> **COMPITO ASSEGNATO 1**: Secondo la presidente Antonella Veltri nel testo su Tony Effe, perché relegare nell'oblio gli artisti che diffondono messaggi sessisti non sarebbe censura? Spiegalo in una o due frasi.
> **COMPITO ASSEGNATO 2**: Traduci in inglese, per favore, questa frase del testo su Tony Effe: "Prevenire la violenza significa anche educare al rispetto nelle parole, nei comportamenti, nella musica e nella cultura che scegliamo di sostenere".

Pochi giorni fa, uscivo dalla Corte D’Assise dove un uomo è accusato di aver stretto al collo della ex moglie, quel “guinzaglio” che Tony Effe invita a mettere alle ragazze che si comportano da “troie”. Lavoriamo ogni giorno con donne alla quali la bocca viene tappata con aggressioni fisiche o psicologiche. Un altro passaggio di un testo del trapper? “Metti la museruola alla tua ragazza”. Quando andiamo nelle scuole, ascoltiamo le testimonianze di ragazzi bollati come “froci” e ragazze bollate come “troie” da bulli che utilizzano lo stesso linguaggio di questo tizio come di altri trapper. La sofferenza di quelli chi diventano bersaglio di parole violente all’interno delle nostre scuole, è tangibile. Gliene frega qualcosa a qualcuno? È molto avvilente, per chi conosce l’angoscia causata dalla violenza, assistere per l’ennesima volta alla gara tra chi è più bravo a buttare in merda di vacca (ce ne sono di bravissimi) una questione politica come quella della violenza contro le donne.

Dire donne in rete ha preso parola sulla questione Tony Effe. “Quando testi sessisti trovano spazio pubblico, il problema non è solo il singolo artista, – ha dichiarato la presidente Antonella Veltri – ma un sistema che li accoglie, li promuove e li rende parte del quotidiano. Un sistema che normalizza il linguaggio degradante verso le donne, facendolo passare per intrattenimento, o peggio, per arte. In una società culturalmente consapevole sul tema della violenza contro le donne, artisti che diffondono messaggi sessisti sarebbero semplicemente ‘inascoltabili’. Non si tratterebbe di censura: sarebbe una selezione culturale naturale a relegarli nell’oblio, perché inaccettabili agli occhi di una collettività rispettosa e attenta. Prevenire la violenza significa anche educare al rispetto nelle parole, nei comportamenti, nella musica e nella cultura che scegliamo di sostenere”.

Che cultura stiamo sostenendo? Ne vogliamo parlare? O meglio, ne possiamo parlare?

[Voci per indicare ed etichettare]
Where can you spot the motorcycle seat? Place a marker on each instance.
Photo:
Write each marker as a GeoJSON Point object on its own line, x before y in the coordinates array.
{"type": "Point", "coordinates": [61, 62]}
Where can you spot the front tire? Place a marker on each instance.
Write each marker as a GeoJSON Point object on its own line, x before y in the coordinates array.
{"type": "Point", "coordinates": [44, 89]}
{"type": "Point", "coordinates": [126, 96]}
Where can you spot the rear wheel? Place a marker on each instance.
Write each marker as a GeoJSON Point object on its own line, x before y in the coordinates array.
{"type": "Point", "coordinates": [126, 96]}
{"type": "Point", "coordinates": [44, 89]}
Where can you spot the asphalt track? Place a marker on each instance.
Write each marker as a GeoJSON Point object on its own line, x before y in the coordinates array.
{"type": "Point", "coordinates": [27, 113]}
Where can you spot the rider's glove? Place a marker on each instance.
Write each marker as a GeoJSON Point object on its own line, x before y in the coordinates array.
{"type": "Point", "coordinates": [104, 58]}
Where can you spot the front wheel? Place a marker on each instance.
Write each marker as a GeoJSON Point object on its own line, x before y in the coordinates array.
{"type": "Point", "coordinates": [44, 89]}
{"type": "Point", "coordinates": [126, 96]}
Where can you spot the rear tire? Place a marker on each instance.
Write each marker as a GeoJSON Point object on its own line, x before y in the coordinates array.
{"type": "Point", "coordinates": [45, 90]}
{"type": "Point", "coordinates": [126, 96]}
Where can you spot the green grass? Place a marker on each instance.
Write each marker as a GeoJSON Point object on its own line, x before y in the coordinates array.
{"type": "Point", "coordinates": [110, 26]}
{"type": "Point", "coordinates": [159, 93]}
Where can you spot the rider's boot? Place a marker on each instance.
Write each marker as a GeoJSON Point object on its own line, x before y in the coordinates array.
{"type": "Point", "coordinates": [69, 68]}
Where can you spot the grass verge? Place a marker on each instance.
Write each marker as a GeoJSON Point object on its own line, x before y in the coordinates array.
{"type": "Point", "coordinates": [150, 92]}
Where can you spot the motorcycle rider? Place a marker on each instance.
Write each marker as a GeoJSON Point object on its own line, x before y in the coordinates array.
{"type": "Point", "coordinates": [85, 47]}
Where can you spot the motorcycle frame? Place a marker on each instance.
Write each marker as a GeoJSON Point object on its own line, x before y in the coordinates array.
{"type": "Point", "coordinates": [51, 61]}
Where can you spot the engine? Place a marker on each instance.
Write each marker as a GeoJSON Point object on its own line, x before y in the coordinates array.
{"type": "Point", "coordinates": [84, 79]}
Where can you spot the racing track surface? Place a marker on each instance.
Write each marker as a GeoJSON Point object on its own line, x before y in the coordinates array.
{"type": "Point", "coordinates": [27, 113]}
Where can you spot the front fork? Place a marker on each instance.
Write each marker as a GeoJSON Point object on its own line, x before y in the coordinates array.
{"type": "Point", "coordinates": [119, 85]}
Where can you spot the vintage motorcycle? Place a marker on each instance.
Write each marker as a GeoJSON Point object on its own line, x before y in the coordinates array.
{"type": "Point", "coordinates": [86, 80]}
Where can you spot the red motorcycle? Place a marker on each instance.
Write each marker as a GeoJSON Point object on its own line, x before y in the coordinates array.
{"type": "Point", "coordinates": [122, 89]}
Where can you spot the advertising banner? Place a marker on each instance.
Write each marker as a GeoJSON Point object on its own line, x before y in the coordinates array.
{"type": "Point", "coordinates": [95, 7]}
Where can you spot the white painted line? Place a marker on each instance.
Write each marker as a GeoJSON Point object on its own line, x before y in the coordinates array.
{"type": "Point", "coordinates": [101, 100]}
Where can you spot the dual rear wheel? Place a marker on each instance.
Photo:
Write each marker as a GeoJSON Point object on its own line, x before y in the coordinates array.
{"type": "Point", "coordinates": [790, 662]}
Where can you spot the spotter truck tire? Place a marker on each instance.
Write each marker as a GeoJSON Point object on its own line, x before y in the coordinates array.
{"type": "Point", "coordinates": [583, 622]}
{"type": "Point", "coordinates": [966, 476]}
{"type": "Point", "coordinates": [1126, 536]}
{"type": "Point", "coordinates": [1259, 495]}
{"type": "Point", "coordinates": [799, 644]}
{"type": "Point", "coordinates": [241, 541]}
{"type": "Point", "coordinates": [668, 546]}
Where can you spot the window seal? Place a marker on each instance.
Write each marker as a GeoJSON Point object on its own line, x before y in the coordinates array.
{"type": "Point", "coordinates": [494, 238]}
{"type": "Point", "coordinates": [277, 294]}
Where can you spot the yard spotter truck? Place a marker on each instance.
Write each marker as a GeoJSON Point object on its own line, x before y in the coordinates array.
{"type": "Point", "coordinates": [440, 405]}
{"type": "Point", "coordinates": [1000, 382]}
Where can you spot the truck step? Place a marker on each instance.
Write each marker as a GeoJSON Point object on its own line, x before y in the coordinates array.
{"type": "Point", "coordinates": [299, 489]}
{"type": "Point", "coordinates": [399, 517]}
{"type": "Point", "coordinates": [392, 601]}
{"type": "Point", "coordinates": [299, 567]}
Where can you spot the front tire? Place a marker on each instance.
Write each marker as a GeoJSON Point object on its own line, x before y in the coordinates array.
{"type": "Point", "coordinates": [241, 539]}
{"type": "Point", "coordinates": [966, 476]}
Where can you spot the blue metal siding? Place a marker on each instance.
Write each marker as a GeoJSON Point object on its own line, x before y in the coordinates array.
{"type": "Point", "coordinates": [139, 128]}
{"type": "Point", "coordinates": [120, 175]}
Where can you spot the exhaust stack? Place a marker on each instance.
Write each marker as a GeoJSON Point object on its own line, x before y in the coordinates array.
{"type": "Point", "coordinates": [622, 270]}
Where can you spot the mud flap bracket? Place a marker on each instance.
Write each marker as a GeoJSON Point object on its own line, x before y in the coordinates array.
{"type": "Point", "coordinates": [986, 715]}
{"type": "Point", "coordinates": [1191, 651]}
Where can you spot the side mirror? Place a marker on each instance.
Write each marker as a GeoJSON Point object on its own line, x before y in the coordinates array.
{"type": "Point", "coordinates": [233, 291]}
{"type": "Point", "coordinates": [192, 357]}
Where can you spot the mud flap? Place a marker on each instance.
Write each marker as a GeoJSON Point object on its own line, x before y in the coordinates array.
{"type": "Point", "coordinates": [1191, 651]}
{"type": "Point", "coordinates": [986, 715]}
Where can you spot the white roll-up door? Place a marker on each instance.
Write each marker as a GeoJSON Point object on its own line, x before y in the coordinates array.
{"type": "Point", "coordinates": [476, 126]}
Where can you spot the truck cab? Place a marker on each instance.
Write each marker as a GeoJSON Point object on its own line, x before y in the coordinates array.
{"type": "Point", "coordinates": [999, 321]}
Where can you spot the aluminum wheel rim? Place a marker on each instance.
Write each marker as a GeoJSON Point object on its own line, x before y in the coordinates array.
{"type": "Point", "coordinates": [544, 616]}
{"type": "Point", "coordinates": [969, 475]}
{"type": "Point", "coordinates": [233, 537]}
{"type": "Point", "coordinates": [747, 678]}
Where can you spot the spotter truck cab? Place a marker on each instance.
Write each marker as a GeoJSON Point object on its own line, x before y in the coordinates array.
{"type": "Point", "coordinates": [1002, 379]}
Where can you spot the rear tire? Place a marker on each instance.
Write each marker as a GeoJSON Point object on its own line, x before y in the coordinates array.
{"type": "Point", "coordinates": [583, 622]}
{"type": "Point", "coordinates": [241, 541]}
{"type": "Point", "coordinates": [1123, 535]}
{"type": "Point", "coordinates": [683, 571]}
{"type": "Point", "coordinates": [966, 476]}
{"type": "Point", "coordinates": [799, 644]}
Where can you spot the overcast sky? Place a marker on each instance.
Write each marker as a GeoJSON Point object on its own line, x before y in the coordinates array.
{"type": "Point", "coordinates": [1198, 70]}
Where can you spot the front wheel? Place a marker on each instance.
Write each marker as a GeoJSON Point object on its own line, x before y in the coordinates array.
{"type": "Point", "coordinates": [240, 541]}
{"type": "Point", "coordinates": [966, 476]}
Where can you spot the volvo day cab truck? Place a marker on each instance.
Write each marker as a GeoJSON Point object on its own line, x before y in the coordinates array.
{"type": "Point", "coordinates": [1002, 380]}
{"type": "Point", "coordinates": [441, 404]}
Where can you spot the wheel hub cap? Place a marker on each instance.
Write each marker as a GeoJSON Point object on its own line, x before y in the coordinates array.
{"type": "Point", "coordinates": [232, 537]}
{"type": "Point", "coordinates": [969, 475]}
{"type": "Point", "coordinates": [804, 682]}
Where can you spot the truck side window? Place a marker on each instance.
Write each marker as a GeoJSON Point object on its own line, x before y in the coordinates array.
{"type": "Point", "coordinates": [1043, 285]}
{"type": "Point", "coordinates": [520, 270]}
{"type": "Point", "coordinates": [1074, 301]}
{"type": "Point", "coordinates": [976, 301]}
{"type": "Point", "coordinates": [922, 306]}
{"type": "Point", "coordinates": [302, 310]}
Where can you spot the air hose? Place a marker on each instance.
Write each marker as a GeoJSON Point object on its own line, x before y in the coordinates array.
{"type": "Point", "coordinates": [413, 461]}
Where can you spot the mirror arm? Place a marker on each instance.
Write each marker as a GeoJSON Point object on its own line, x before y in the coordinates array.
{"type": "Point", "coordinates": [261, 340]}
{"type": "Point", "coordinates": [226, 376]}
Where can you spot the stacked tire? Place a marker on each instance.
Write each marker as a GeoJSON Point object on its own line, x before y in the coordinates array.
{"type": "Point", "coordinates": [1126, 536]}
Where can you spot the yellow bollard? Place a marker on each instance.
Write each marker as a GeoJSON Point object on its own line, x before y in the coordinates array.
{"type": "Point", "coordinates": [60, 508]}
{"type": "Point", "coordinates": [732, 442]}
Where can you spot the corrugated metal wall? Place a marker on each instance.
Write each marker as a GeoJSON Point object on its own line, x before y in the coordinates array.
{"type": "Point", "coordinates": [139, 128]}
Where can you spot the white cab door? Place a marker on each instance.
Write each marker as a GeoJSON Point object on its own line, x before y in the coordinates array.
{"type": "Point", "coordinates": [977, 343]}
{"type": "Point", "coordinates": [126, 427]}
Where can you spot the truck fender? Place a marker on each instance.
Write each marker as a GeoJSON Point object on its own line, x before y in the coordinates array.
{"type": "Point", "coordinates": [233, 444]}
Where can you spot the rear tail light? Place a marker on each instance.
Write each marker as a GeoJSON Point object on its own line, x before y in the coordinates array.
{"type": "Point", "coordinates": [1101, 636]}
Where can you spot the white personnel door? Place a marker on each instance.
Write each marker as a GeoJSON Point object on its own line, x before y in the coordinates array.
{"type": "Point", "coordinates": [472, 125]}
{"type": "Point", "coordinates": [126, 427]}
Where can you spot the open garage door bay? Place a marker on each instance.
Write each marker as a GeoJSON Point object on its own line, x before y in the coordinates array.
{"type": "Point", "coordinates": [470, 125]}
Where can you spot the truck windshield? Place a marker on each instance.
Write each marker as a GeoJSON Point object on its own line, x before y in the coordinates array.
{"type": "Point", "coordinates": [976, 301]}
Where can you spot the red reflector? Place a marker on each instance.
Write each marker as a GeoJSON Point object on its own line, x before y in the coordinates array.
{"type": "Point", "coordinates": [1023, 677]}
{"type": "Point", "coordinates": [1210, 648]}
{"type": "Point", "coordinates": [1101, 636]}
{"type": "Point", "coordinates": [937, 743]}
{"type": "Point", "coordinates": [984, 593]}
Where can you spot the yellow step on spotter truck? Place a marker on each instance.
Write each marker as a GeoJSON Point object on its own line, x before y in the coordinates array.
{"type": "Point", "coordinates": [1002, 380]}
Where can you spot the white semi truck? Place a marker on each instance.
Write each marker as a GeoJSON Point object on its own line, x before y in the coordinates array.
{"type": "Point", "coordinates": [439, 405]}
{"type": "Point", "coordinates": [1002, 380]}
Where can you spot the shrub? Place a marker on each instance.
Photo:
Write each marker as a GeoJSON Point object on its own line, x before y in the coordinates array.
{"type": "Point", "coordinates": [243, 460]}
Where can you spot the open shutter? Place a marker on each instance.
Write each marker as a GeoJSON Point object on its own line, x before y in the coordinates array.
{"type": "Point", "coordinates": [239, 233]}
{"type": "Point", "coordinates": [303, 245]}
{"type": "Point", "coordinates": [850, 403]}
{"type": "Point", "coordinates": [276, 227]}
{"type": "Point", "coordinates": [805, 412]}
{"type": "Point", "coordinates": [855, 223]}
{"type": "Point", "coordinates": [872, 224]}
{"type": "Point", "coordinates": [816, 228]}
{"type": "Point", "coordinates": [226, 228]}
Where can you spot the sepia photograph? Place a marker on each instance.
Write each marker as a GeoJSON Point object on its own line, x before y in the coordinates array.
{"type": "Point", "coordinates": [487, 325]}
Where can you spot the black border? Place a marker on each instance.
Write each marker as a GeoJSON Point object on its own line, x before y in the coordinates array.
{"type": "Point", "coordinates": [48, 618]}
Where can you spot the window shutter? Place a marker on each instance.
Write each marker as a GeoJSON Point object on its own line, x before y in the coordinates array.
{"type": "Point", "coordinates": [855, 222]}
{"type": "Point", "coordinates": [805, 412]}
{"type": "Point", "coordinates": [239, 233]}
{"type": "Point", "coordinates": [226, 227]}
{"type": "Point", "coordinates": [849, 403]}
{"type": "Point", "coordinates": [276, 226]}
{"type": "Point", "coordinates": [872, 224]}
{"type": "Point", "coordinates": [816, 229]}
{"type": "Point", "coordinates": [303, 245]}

> **RISPOSTA 1**: Non sarebbe censura perché a relegarli nell'oblio sarebbe una selezione culturale naturale. In una società consapevole, quegli artisti risulterebbero inaccettabili agli occhi di una collettività rispettosa e attenta.

> **RISPOSTA 2**: Preventing violence also means teaching respect in words, in behavior, in music, and in the culture we choose to support.